* _PAGE EXCERPT_:
▽

Our Latino and immigrant communities will be tuning in on March 1 to catch this year’s important State of the Union address. In this second year of President Biden’s administration, we can point to important changes that have or will improve the lives of Hispanics and all Americans. These include:
- The refundable Child Tax Credit included in the American Rescue Plan Act (ARPA), which reduced Latino child poverty by 30% last November.
- More than 560,000 Latinos enrolled in health coverage during the Special Enrollment Period provided by ARPA. Latinos made up 19% of new enrollments, compared to 16% from the same period the year before.
- Vaccination efforts targeted to the Latino community were sustained and successful. By the end of 2021, three out every four eligible Latinos across the nation had received at least one dose of vaccine—an important marker for the entire country.
This progress is encouraging, but our communities need long-term investments to continue contributing to our nation’s recovery. These include accessible, affordable health coverage; steps to close the racial wealth and achievement gaps; and measures to make existing government programs more accessible. And we can’t build back better for all if we leave so many behind. That is why all of these policy solutions must include the undocumented and families of mixed immigration status, who have helped carry our nation through the pandemic, and on whom we continue to rely to fill labor shortages in essential industries.
We are looking forward to hearing from President Biden on his administration’s commitment to place the following priorities in his upcoming budget proposal:
Invest in health coverage and nutrition
We cannot be a healthy nation if Latinos are left behind. Today, almost one in four Latinos still do not have health insurance. At the same time, the Census Bureau recently found that nearly one in five Latinos lacks access to enough nutritious foods.
Support the economic empowerment and housing needs of Latinos
The pandemic has pushed back the progress that Hispanic families had made after the Great Recession. Today, the typical white family has five times the wealth of the typical Hispanic family. Latino workers are over-concentrated in jobs with low wages as well as poor health and retirement benefits. We call for targeted programs that promote economic growth and opportunities for Latino workers, business owners, and families.

△

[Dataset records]
▽

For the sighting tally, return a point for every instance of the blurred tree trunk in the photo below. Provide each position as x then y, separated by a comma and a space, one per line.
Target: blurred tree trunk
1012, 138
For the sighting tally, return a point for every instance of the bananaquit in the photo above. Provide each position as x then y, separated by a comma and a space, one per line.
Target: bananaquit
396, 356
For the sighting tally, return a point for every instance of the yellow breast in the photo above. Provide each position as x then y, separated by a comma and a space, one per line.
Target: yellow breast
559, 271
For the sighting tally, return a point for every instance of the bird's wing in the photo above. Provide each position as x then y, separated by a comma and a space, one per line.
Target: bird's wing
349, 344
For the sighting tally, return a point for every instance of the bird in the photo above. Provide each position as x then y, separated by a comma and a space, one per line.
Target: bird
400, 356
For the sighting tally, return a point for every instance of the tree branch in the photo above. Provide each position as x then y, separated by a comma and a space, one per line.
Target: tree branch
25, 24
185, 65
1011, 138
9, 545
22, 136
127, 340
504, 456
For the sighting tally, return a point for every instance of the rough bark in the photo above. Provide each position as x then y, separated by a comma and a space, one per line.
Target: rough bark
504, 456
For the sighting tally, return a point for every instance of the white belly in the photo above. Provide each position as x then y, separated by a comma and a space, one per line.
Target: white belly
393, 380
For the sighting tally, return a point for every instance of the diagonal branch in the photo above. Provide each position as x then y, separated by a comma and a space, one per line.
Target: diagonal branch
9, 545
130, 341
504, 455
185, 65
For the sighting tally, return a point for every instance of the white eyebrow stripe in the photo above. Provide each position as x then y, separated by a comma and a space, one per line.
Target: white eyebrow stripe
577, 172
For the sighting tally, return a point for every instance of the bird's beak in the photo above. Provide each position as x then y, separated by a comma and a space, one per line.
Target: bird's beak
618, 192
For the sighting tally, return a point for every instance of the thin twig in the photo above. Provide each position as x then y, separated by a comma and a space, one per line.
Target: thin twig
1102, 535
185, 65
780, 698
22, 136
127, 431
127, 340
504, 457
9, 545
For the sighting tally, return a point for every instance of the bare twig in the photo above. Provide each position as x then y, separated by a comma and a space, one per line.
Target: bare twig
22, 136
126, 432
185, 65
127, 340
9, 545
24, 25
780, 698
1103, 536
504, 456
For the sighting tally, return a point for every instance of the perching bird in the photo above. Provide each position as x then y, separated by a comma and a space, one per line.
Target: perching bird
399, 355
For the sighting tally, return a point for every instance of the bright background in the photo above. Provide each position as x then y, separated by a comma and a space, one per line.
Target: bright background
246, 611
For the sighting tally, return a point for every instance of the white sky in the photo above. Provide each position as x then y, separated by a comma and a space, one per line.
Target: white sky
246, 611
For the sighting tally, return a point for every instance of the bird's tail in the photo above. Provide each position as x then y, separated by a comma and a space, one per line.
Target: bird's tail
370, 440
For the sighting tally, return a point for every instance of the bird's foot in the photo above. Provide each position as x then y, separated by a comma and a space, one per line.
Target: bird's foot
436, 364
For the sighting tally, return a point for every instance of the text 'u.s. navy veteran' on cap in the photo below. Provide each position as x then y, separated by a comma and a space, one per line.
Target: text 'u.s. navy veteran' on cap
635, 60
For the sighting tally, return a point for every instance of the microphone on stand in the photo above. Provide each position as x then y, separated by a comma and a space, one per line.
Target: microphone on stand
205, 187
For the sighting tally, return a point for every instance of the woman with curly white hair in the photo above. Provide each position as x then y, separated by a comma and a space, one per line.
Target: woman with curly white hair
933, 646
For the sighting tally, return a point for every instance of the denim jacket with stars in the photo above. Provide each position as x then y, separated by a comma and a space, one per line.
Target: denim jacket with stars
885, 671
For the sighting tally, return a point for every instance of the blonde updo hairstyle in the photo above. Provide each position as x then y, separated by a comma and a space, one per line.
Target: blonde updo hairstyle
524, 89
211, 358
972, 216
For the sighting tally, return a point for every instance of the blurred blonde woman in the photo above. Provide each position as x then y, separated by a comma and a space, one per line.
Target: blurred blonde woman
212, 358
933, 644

△

* _REQUIREMENT 1_:
According to the article on Latino priorities, what share of new enrollments did Latinos make up during the Special Enrollment Period provided by ARPA?
* _REQUIREMENT 2_:
Pick up the article on Latino priorities after its final sentence and keep writing.

* _TASK OUTPUT 1_:
19%

* _TASK OUTPUT 2_:
Strengthen the educational pipeline for Latino students
Within the next decade, one in three students in the United States will be Latino. Their parents are rightly concerned about learning loss during the pandemic. And current college students are financially stressed, saddled with debt, and worried about earning their degrees on time. Our country needs to increase investments from early childhood education through college to ensure students can recover and thrive.
Advance equity, inclusion, and civil rights
Structural racism and inequitable federal investments have contributed to lagging economic, education, housing, and health outcomes among Latinos. Today, our polarized political environment is rife with misinformation which further undermine the civil and human rights of Latinos and other historically marginalized communities. President Biden must advance a budget that roots out discrimination within federal agencies and puts equity at the center of our country’s recovery.
Protect immigrant and frontline workforce and their families
On average, undocumented immigrants have lived in the United States for 15 years or more. They collectively have six million children who are citizens and nearly 17 million other family members. Despite not qualifying for most safety net programs, they contribute more than $120 billion in state and federal taxes each year. It’s clear that immigrants are key to our future prosperity, and our nation’s budget should reflect that reality.